— Start of RECORDS FOR PROCESSING —

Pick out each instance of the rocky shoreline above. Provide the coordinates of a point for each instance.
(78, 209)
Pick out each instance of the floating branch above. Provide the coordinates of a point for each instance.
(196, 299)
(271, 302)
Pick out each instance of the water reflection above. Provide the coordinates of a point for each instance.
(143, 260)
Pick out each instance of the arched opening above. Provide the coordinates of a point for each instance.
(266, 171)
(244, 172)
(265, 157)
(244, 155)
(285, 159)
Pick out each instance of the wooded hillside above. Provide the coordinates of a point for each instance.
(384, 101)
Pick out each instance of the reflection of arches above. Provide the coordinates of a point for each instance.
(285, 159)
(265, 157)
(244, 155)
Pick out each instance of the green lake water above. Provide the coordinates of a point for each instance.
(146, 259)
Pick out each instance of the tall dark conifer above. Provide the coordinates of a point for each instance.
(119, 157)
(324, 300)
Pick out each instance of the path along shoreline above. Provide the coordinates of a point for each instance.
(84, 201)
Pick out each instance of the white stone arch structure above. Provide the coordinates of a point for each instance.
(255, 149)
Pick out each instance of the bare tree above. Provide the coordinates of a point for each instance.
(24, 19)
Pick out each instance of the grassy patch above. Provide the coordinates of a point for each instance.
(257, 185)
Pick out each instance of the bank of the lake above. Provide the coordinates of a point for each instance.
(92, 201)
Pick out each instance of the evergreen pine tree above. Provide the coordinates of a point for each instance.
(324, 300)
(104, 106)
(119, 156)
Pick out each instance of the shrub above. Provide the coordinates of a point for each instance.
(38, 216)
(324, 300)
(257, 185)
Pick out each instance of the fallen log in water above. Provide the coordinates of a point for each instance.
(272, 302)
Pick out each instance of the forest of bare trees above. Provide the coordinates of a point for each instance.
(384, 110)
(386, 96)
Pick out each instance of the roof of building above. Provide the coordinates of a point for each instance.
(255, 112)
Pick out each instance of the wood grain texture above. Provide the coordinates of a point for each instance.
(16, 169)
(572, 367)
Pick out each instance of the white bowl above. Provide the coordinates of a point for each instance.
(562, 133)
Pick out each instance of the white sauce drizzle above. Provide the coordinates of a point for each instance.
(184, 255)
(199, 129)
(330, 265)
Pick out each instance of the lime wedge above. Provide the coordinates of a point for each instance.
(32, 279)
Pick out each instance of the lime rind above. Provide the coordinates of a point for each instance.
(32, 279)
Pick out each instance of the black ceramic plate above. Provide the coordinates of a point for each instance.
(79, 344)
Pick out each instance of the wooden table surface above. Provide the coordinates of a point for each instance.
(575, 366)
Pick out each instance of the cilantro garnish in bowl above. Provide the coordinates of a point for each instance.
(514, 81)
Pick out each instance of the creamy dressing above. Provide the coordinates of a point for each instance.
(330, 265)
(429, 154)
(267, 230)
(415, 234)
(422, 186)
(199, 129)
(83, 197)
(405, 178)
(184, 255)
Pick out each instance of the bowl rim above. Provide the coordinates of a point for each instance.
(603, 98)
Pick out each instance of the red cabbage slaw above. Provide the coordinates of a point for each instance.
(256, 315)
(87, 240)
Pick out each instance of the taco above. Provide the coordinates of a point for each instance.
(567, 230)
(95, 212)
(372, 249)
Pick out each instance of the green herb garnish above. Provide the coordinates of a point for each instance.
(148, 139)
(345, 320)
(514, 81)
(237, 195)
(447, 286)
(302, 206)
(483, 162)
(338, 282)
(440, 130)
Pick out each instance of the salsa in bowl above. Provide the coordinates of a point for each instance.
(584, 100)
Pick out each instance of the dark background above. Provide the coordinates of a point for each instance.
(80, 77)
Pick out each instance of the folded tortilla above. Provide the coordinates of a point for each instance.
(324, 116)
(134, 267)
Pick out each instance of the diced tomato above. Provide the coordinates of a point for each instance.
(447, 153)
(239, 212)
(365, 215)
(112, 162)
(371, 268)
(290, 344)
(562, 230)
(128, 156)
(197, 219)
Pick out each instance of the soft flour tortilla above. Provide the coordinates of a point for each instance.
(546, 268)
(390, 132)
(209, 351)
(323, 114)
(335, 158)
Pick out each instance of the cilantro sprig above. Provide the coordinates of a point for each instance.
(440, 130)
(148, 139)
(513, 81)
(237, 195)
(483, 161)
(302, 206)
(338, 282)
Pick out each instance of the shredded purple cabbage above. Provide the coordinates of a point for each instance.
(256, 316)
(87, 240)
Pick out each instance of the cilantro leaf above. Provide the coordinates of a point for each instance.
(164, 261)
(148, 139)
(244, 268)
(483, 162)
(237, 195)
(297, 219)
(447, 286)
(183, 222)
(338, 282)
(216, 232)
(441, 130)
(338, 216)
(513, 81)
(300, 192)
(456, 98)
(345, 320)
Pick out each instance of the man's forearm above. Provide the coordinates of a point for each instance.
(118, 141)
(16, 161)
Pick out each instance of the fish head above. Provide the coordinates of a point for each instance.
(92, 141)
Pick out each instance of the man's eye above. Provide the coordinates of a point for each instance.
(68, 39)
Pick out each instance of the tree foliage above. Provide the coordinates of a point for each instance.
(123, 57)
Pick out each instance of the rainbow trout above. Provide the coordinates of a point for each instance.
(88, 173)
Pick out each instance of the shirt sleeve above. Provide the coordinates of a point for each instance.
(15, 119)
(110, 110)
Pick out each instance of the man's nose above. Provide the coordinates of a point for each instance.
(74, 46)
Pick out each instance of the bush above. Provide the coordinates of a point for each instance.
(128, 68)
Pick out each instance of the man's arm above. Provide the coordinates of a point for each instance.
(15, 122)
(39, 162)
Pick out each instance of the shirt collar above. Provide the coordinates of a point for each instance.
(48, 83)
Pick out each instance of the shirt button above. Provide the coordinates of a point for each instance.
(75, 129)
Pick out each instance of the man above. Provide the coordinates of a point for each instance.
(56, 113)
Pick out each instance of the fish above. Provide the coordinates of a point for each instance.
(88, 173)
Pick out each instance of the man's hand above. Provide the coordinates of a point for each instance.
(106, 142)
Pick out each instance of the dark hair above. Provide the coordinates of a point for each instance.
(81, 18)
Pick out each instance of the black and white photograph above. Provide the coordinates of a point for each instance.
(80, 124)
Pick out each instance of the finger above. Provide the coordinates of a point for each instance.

— End of RECORDS FOR PROCESSING —

WHAT IS REQUIRED:
Starting with the line with "Pick out each instance of the fish above." and going on through the last line, write those lines out again with "instance" swapped for "occurrence" and nothing else changed.

RESULT BELOW:
Pick out each occurrence of the fish above. Provide the coordinates of a point for each occurrence.
(88, 173)
Pick out each occurrence of the man's hand above. Provide the coordinates of a point for each occurrence.
(106, 142)
Pick out each occurrence of the dark hair above. Provide the coordinates of a point for each occurrence.
(81, 18)
Pick out each occurrence of the black and white photograph above. Provide the coordinates of a point for each occurrence.
(80, 124)
Pick out each occurrence of the finger above. Provide the coordinates of a point for each occurrence.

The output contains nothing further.